▶ [Exercise directions]
Render every line of the records below as a JSON list of strings, one string per line, leaving out any blank lines.
** Start Data for the task **
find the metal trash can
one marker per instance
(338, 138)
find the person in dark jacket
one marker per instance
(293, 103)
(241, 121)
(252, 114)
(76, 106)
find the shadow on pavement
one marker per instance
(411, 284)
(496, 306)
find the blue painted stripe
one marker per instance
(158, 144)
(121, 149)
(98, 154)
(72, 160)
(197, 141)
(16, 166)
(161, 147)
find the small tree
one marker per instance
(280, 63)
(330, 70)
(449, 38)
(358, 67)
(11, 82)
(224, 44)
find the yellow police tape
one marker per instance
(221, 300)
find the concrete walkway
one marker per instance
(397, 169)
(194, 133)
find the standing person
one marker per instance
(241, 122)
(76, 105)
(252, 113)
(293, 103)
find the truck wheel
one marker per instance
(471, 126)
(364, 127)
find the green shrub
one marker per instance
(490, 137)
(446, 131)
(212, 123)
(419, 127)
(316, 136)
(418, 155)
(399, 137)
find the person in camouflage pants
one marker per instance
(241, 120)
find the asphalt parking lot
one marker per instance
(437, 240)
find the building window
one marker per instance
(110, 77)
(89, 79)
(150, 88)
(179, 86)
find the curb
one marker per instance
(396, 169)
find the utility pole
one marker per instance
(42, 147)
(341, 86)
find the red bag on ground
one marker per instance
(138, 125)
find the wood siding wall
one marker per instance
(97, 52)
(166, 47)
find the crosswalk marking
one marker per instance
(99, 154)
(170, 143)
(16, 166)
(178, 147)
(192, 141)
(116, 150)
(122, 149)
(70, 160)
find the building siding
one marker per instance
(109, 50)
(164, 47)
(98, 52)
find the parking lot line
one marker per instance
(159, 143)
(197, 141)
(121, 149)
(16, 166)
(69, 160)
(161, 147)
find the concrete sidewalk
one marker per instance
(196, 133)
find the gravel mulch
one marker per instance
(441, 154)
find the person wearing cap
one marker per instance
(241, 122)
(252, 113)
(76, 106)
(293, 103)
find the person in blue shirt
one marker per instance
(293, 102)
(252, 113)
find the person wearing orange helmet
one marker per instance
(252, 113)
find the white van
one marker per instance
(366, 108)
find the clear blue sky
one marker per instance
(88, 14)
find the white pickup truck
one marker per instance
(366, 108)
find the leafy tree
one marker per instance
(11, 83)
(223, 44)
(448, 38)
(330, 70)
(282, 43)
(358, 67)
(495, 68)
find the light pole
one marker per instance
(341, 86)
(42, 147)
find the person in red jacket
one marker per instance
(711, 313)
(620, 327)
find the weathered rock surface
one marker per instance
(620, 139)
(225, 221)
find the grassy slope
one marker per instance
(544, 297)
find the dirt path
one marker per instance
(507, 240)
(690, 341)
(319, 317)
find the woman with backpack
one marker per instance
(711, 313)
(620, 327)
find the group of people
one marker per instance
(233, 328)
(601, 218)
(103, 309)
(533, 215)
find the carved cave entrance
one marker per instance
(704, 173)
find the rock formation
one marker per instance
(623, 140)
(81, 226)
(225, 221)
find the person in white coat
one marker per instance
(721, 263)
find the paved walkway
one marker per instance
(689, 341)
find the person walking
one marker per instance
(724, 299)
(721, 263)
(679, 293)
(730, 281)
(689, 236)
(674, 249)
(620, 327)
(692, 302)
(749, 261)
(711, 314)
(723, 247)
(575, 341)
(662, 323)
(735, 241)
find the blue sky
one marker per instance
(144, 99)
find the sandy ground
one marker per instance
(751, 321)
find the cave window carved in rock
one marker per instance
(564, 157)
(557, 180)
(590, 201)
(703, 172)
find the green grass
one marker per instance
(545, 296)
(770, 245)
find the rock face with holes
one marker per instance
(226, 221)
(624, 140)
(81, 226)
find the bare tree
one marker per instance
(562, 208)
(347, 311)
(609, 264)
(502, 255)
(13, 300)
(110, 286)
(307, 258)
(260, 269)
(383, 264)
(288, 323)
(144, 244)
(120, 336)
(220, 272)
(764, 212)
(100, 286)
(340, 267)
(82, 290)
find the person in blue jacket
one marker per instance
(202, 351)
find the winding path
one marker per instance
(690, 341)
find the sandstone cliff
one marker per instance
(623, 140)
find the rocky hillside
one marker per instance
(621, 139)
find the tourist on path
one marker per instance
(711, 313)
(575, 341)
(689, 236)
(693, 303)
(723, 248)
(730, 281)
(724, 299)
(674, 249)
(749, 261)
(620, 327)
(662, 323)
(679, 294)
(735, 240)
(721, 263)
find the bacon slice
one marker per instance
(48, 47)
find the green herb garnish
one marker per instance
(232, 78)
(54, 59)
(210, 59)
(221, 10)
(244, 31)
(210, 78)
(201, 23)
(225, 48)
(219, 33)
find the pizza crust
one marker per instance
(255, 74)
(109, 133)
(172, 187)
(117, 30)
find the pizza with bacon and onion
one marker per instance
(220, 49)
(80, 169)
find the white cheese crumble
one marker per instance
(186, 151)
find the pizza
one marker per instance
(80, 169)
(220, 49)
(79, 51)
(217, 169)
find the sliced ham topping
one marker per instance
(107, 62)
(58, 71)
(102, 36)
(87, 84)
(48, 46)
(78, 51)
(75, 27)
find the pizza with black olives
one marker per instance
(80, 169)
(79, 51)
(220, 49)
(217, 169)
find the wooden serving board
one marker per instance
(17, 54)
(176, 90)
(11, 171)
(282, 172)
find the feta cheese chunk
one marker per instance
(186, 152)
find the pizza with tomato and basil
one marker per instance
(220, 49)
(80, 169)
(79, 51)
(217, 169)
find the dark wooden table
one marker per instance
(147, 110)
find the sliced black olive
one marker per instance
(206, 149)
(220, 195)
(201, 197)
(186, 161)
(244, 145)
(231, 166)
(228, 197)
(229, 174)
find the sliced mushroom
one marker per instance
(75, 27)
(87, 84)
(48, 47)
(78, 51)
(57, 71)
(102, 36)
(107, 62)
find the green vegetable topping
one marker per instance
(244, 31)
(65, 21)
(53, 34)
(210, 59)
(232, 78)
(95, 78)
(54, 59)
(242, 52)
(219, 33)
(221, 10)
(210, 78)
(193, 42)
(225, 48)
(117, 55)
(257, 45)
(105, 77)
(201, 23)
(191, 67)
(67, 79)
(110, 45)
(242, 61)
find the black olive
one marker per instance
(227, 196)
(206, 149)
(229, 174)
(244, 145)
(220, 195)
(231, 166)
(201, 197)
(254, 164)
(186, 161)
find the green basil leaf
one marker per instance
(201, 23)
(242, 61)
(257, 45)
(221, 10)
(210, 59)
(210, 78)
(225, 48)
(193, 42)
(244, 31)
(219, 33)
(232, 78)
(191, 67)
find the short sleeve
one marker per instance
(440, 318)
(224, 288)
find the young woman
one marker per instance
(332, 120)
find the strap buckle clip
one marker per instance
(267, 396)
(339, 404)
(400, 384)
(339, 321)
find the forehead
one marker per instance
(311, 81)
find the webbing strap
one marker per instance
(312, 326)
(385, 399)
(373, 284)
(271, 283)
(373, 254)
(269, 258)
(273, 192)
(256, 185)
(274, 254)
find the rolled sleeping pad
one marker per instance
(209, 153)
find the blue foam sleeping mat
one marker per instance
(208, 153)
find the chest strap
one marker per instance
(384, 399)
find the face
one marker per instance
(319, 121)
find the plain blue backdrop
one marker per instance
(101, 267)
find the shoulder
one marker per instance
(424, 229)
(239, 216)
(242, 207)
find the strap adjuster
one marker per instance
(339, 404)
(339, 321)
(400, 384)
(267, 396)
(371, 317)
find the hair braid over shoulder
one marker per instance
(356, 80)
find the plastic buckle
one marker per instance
** End Data for the task **
▶ [Solution for this exercise]
[
  "find the metal trash can",
  "one marker per instance",
  "(338, 138)",
  "find the person in dark jacket",
  "one marker per instance",
  "(293, 103)",
  "(241, 121)",
  "(252, 114)",
  "(76, 106)",
  "find the shadow on pavement",
  "one marker per instance",
  "(411, 284)",
  "(496, 306)",
  "find the blue painted stripe",
  "one marker per instance",
  "(158, 144)",
  "(121, 149)",
  "(98, 154)",
  "(72, 160)",
  "(197, 141)",
  "(16, 166)",
  "(161, 147)",
  "find the small tree",
  "one marker per instance",
  "(280, 63)",
  "(330, 70)",
  "(449, 38)",
  "(358, 67)",
  "(11, 82)",
  "(224, 44)",
  "find the yellow police tape",
  "one marker per instance",
  "(221, 300)",
  "find the concrete walkway",
  "one marker per instance",
  "(397, 169)",
  "(194, 133)",
  "find the standing person",
  "one marker per instance",
  "(241, 122)",
  "(76, 105)",
  "(252, 113)",
  "(293, 103)",
  "find the truck wheel",
  "one marker per instance",
  "(471, 126)",
  "(364, 127)",
  "find the green shrub",
  "one marker per instance",
  "(490, 137)",
  "(446, 131)",
  "(212, 123)",
  "(419, 127)",
  "(316, 136)",
  "(418, 155)",
  "(399, 137)",
  "find the person in camouflage pants",
  "one marker per instance",
  "(241, 120)",
  "find the asphalt parking lot",
  "one marker per instance",
  "(437, 240)",
  "find the building window",
  "one marker per instance",
  "(110, 77)",
  "(89, 79)",
  "(150, 88)",
  "(179, 86)",
  "find the curb",
  "one marker per instance",
  "(396, 169)",
  "find the utility pole",
  "one marker per instance",
  "(42, 147)",
  "(341, 86)",
  "find the red bag on ground",
  "one marker per instance",
  "(138, 125)",
  "find the wood siding wall",
  "one marker per instance",
  "(97, 52)",
  "(166, 47)",
  "find the crosswalk marking",
  "one marker per instance",
  "(99, 154)",
  "(170, 143)",
  "(16, 166)",
  "(178, 147)",
  "(192, 141)",
  "(116, 150)",
  "(122, 149)",
  "(70, 160)",
  "find the building siding",
  "one marker per instance",
  "(109, 50)",
  "(164, 47)",
  "(98, 52)",
  "find the parking lot line",
  "one marker per instance",
  "(159, 143)",
  "(197, 141)",
  "(121, 149)",
  "(16, 166)",
  "(69, 160)",
  "(161, 147)",
  "find the concrete sidewalk",
  "one marker per instance",
  "(196, 133)",
  "find the gravel mulch",
  "one marker per instance",
  "(441, 154)",
  "find the person wearing cap",
  "one marker per instance",
  "(241, 122)",
  "(252, 113)",
  "(76, 106)",
  "(293, 103)",
  "find the person in blue shirt",
  "one marker per instance",
  "(293, 102)",
  "(252, 113)",
  "find the person wearing orange helmet",
  "one marker per instance",
  "(252, 113)",
  "find the white van",
  "one marker per instance",
  "(366, 108)",
  "find the clear blue sky",
  "one marker per instance",
  "(88, 14)",
  "find the white pickup truck",
  "one marker per instance",
  "(366, 108)",
  "find the leafy tree",
  "one marker per instance",
  "(11, 83)",
  "(223, 44)",
  "(448, 38)",
  "(330, 70)",
  "(282, 43)",
  "(358, 67)",
  "(495, 68)",
  "find the light pole",
  "one marker per instance",
  "(341, 86)",
  "(42, 147)",
  "find the person in red jacket",
  "one marker per instance",
  "(711, 313)",
  "(620, 327)",
  "find the weathered rock surface",
  "one marker per instance",
  "(620, 139)",
  "(225, 221)",
  "find the grassy slope",
  "one marker per instance",
  "(544, 297)",
  "find the dirt path",
  "one marker per instance",
  "(507, 240)",
  "(690, 341)",
  "(319, 317)",
  "find the woman with backpack",
  "one marker per instance",
  "(711, 313)",
  "(620, 327)",
  "find the group of people",
  "one marker per instance",
  "(233, 328)",
  "(601, 218)",
  "(103, 309)",
  "(533, 215)",
  "find the carved cave entrance",
  "one marker per instance",
  "(704, 173)",
  "find the rock formation",
  "one marker per instance",
  "(623, 140)",
  "(81, 226)",
  "(225, 221)",
  "find the person in white coat",
  "one marker per instance",
  "(721, 263)",
  "find the paved walkway",
  "one marker per instance",
  "(689, 341)",
  "find the person walking",
  "one marker per instance",
  "(724, 299)",
  "(721, 263)",
  "(679, 293)",
  "(730, 281)",
  "(689, 236)",
  "(674, 249)",
  "(620, 327)",
  "(692, 302)",
  "(749, 261)",
  "(711, 314)",
  "(723, 247)",
  "(575, 341)",
  "(662, 323)",
  "(735, 241)",
  "find the blue sky",
  "one marker per instance",
  "(144, 99)",
  "find the sandy ground",
  "one marker per instance",
  "(751, 321)",
  "find the cave window carved in rock",
  "one marker per instance",
  "(564, 157)",
  "(557, 180)",
  "(590, 201)",
  "(703, 172)",
  "find the green grass",
  "one marker per instance",
  "(545, 296)",
  "(770, 245)",
  "find the rock face with holes",
  "one marker per instance",
  "(226, 221)",
  "(624, 140)",
  "(81, 226)",
  "find the bare tree",
  "one marker per instance",
  "(562, 208)",
  "(347, 311)",
  "(609, 264)",
  "(502, 255)",
  "(13, 300)",
  "(110, 286)",
  "(307, 258)",
  "(260, 269)",
  "(383, 264)",
  "(288, 323)",
  "(144, 244)",
  "(120, 336)",
  "(220, 272)",
  "(764, 212)",
  "(100, 286)",
  "(340, 267)",
  "(82, 290)",
  "find the person in blue jacket",
  "one marker per instance",
  "(202, 351)",
  "find the winding path",
  "one marker per instance",
  "(690, 341)",
  "find the sandstone cliff",
  "one marker per instance",
  "(623, 140)",
  "find the rocky hillside",
  "one marker per instance",
  "(621, 139)",
  "find the tourist on path",
  "one marker per instance",
  "(711, 313)",
  "(575, 341)",
  "(689, 236)",
  "(693, 303)",
  "(723, 248)",
  "(730, 281)",
  "(724, 299)",
  "(674, 249)",
  "(749, 261)",
  "(620, 327)",
  "(662, 323)",
  "(679, 294)",
  "(735, 240)",
  "(721, 263)",
  "find the bacon slice",
  "one marker per instance",
  "(48, 47)",
  "find the green herb garnish",
  "one marker per instance",
  "(232, 78)",
  "(54, 59)",
  "(210, 59)",
  "(221, 10)",
  "(244, 31)",
  "(210, 78)",
  "(201, 23)",
  "(225, 48)",
  "(219, 33)",
  "find the pizza crust",
  "one marker per instance",
  "(255, 74)",
  "(109, 133)",
  "(172, 187)",
  "(117, 30)",
  "find the pizza with bacon and onion",
  "one marker per instance",
  "(220, 49)",
  "(80, 169)",
  "find the white cheese crumble",
  "one marker per instance",
  "(186, 151)",
  "find the pizza",
  "one marker per instance",
  "(80, 169)",
  "(220, 49)",
  "(79, 51)",
  "(217, 169)",
  "find the sliced ham topping",
  "one marker per instance",
  "(107, 62)",
  "(58, 71)",
  "(102, 36)",
  "(87, 84)",
  "(48, 46)",
  "(78, 51)",
  "(75, 27)",
  "find the pizza with black olives",
  "one marker per instance",
  "(80, 169)",
  "(79, 51)",
  "(220, 49)",
  "(217, 169)",
  "find the wooden serving board",
  "one marker per instance",
  "(17, 54)",
  "(176, 90)",
  "(11, 171)",
  "(282, 172)",
  "find the feta cheese chunk",
  "one marker per instance",
  "(186, 152)",
  "find the pizza with tomato and basil",
  "one marker per instance",
  "(220, 49)",
  "(80, 169)",
  "(79, 51)",
  "(217, 169)",
  "find the dark wooden table",
  "one marker per instance",
  "(147, 110)",
  "find the sliced black olive",
  "one marker per instance",
  "(206, 149)",
  "(220, 195)",
  "(201, 197)",
  "(186, 161)",
  "(244, 145)",
  "(231, 166)",
  "(228, 197)",
  "(229, 174)",
  "find the sliced mushroom",
  "one marker per instance",
  "(75, 27)",
  "(87, 84)",
  "(48, 47)",
  "(78, 51)",
  "(57, 71)",
  "(102, 36)",
  "(107, 62)",
  "find the green vegetable topping",
  "one marker per instance",
  "(244, 31)",
  "(65, 21)",
  "(53, 34)",
  "(210, 59)",
  "(232, 78)",
  "(95, 78)",
  "(54, 59)",
  "(242, 52)",
  "(219, 33)",
  "(221, 10)",
  "(210, 78)",
  "(193, 42)",
  "(225, 48)",
  "(117, 55)",
  "(257, 45)",
  "(105, 77)",
  "(201, 23)",
  "(191, 67)",
  "(67, 79)",
  "(110, 45)",
  "(242, 61)",
  "find the black olive",
  "one marker per instance",
  "(227, 196)",
  "(206, 149)",
  "(229, 174)",
  "(244, 145)",
  "(220, 195)",
  "(231, 166)",
  "(201, 197)",
  "(254, 164)",
  "(186, 161)",
  "find the green basil leaf",
  "one marker per instance",
  "(201, 23)",
  "(242, 61)",
  "(257, 45)",
  "(221, 10)",
  "(210, 59)",
  "(210, 78)",
  "(225, 48)",
  "(193, 42)",
  "(244, 31)",
  "(219, 33)",
  "(232, 78)",
  "(191, 67)",
  "find the short sleeve",
  "one marker per instance",
  "(440, 318)",
  "(224, 288)",
  "find the young woman",
  "one marker per instance",
  "(332, 120)",
  "find the strap buckle clip",
  "one marker per instance",
  "(267, 396)",
  "(339, 404)",
  "(400, 384)",
  "(339, 321)",
  "find the forehead",
  "one marker per instance",
  "(311, 81)",
  "find the webbing strap",
  "one marker per instance",
  "(312, 326)",
  "(385, 399)",
  "(373, 284)",
  "(271, 283)",
  "(373, 254)",
  "(269, 258)",
  "(273, 192)",
  "(256, 185)",
  "(274, 254)",
  "find the rolled sleeping pad",
  "one marker per instance",
  "(209, 153)",
  "find the blue foam sleeping mat",
  "one marker per instance",
  "(208, 153)",
  "find the chest strap",
  "one marker per instance",
  "(384, 399)",
  "find the face",
  "one marker per instance",
  "(319, 121)",
  "find the plain blue backdrop",
  "one marker per instance",
  "(101, 267)",
  "find the shoulder",
  "one marker per instance",
  "(424, 229)",
  "(239, 216)",
  "(242, 207)",
  "find the strap adjuster",
  "one marker per instance",
  "(339, 404)",
  "(339, 321)",
  "(400, 384)",
  "(267, 396)",
  "(371, 317)",
  "find the hair braid over shoulder",
  "one marker per instance",
  "(356, 80)",
  "find the plastic buckle",
  "one marker per instance"
]